[Dataset entries]
..............................

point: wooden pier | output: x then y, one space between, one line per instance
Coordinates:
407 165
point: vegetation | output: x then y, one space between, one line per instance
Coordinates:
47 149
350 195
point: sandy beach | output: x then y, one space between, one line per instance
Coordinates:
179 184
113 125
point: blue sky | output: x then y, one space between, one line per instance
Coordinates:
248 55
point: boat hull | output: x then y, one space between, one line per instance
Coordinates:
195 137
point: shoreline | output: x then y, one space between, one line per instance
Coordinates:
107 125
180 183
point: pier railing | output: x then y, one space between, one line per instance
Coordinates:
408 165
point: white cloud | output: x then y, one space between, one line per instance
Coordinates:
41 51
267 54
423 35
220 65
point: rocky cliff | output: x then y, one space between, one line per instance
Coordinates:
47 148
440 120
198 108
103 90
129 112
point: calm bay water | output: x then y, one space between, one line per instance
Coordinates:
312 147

..............................

_What the exercise asks_
This exercise calls for repeating every line of the data exactly.

_Expected answer_
point: wooden pier | output: x then y, one space between, one line per instance
Coordinates:
407 165
point: vegetation | output: x then y, one space between, one line per instance
Coordinates:
47 149
350 195
point: sandy beach | output: x then y, one space between, one line per instance
Coordinates:
179 184
113 125
point: blue sky | output: x then y, one space between, one line per instance
Coordinates:
248 55
point: boat hull | output: x then y, one space between, one line per instance
Coordinates:
195 137
point: shoreline | output: x then y, one space between, one line per instance
Coordinates:
107 125
180 183
point: pier railing | output: x then y, one space between, one line per instance
Coordinates:
408 165
point: white cloud | output: x then y, one space between, one line per instance
Coordinates:
41 51
267 54
423 35
220 65
point: rocky cliff | output: x then y, one space between, one line per instance
Coordinates:
47 148
440 120
198 108
103 90
129 112
point: calm bay water | output: x then y, one space between, one line per instance
Coordinates:
312 147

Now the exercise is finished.